What is expected: Make an exact copy of all the records, one that contains none of the pictures.

Items from a dataset:
......
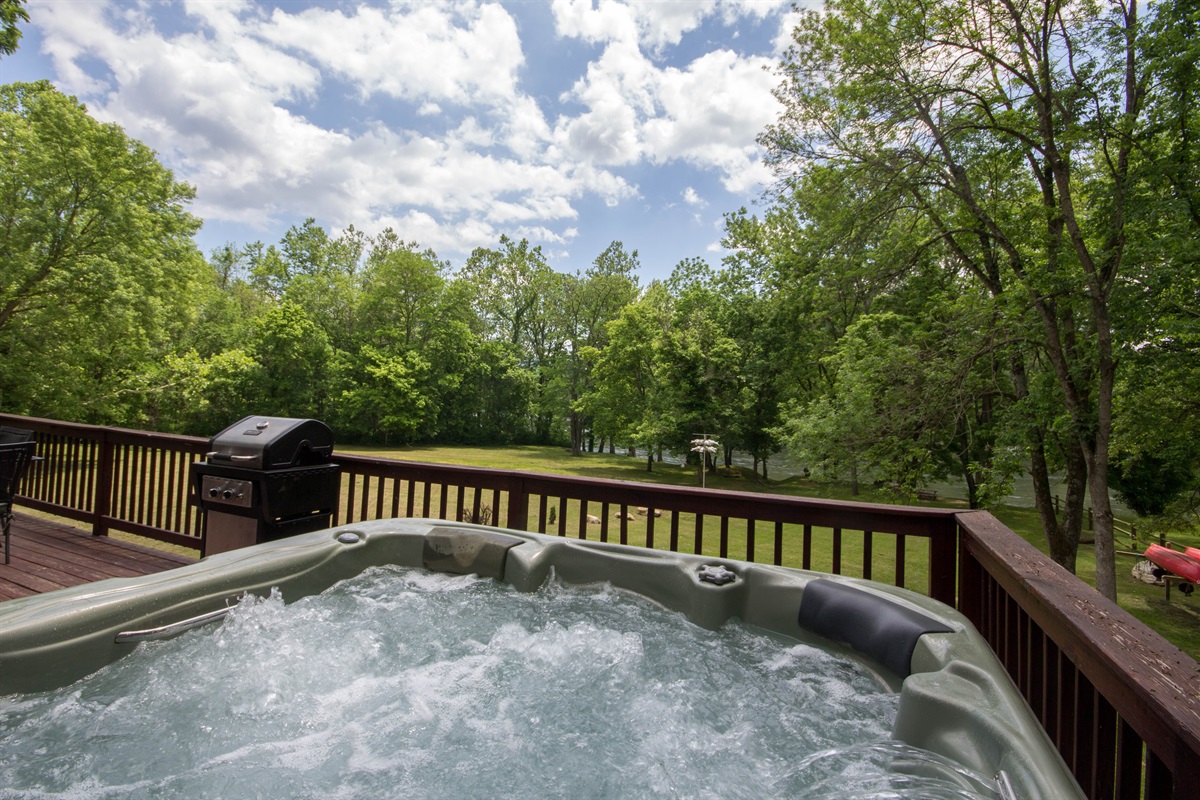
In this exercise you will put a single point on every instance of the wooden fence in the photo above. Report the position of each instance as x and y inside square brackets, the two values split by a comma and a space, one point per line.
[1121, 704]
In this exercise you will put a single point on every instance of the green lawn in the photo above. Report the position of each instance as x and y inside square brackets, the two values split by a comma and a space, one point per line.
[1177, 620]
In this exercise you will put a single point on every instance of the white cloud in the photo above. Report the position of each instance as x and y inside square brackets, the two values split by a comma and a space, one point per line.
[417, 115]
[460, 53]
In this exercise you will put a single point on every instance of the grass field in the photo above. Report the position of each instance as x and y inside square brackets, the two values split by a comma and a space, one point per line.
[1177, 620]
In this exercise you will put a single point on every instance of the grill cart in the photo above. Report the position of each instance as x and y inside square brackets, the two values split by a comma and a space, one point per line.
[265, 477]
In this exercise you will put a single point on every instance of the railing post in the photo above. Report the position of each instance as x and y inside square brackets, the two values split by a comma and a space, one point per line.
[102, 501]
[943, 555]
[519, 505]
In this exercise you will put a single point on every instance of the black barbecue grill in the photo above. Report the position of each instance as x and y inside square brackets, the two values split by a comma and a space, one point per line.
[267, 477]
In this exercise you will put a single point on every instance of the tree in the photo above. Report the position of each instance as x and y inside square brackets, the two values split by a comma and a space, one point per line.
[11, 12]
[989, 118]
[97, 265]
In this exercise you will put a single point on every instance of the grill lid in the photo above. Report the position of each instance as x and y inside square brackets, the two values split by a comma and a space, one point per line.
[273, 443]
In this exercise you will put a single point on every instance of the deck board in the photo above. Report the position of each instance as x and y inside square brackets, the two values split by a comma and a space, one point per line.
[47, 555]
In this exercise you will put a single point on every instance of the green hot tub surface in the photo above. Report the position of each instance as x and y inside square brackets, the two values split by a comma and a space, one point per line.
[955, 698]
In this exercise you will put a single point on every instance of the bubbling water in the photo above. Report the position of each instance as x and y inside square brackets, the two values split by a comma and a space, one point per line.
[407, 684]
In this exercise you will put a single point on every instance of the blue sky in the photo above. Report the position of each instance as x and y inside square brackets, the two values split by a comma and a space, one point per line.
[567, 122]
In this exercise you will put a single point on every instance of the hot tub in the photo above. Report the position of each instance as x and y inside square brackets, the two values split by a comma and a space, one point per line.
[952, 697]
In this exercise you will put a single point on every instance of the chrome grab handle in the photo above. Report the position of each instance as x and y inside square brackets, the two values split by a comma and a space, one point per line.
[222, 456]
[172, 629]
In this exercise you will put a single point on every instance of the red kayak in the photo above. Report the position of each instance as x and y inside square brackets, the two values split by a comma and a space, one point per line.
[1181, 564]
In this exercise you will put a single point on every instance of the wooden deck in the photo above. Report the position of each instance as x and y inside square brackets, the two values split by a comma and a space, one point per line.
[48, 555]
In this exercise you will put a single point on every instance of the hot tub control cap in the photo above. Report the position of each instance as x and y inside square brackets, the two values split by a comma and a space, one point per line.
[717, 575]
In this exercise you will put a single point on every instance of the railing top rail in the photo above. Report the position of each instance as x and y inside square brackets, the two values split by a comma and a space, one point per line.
......
Expected output:
In this exercise you will put a single point on every instance of the wooden fence in the photo above. Report the position of each instance as x and y inside square brackets, the two values split by a comma and a space, one point per line.
[1121, 704]
In this exercise you will put a single point on every instance of the green lawn in the photo above. Report the position of each instance as x and y inside square brackets, the two values split by a comma and a space, one point per line.
[1177, 620]
In this exercise you will put a single point on every instance of the white cloud in the photo above. Report the position of each instance as x and y inside square brackets, the two values split by a comma and a space, one point per line.
[417, 115]
[460, 53]
In this exercise you will put a single point on every instance of the grass field in the photo above. Report the position of each instance as x and y inside square brackets, the two values split by a comma and a space, one point per line.
[1177, 620]
In this exercise you will put a single point on every instance of the grill cart in the photo above. Report the position of each instance as x and y inside square brackets, the two values split by a comma and a space, one point per line.
[265, 477]
In this exercise you will put a single point on every instance of the railing post in the photo above. Report the position of each instance as x and y inside square brackets, the two values split by a comma and a space, one point per line.
[102, 501]
[943, 555]
[519, 505]
In this exercise you will put a single point on every instance of the black barbecue grill in the photo above. Report the position of each instance as x and y inside square brackets, the two values split by a comma and a space, one point per line.
[267, 477]
In this exercise you will put a single point on every instance of the tree in the photo above. Report the position of each instance as x and y inside square brackets, the two values split by a comma and a space, one point per line.
[11, 12]
[989, 118]
[97, 265]
In this exercise you will put a single point on every instance of the grill lid in the photo above. Report the position of each instance as x and y inside square brackets, the two values split by a comma and a space, one point per line.
[273, 443]
In this exercise you will put a single point on every instance of the deck board in the photo above. Report the position of each instance as x and y inside square brackets, the two values split by a comma and a space, one point per line.
[47, 555]
In this exercise you will put a single point on every instance of the green hot tub surface in the photo above. Report the position of each instance as x and y inside square brackets, the two values split by a comma and a space, one point per line.
[955, 698]
In this exercise you will put a single point on every instance of the bubbling water in the photo above. Report the position of each instance as x and y inside square brackets, the two values split by a comma and a space, one point per line.
[407, 684]
In this exercise you will put a single point on every instance of the blue sky in the photo above. Report the position of each instance as x and y inside square brackets, the two values split by a comma and a space, one point per line.
[567, 122]
In this exercise you will put a single point on every instance of the hot tub in the photo above. Report the position of each instance as x and y inside square brackets, the two values split by a comma and a space, one point per line.
[952, 697]
In this exercise you will put a single point on every instance of the chrome grab handle in the photo above. Report the position of each instance as x and y inside square brackets, the two values split by a comma and a space, one point per line.
[222, 456]
[172, 629]
In this exercise you will put a single point on every instance of the red kayak in the photo above. Report the position of each instance as x and y inside square brackets, the two values split by a comma and a space, one point per line.
[1181, 564]
In this exercise you will put a single point on every instance of the wooden deck in the photo above. Report the position of each instance as x and y inside square brackets, the two values split by a comma and a space, one point per line.
[48, 555]
In this exercise you will put a single point on every instance of the hot tub control cap in the photo above. Report the position of each instance as x and y inside square brackets, the two values split by a comma and a space, one point per line.
[717, 575]
In this exercise you will put a single point on every instance of the railing top rail in the photo above. Report the position of each instance as x and y inside square brackets, the two values split by a comma and a space, one point per line.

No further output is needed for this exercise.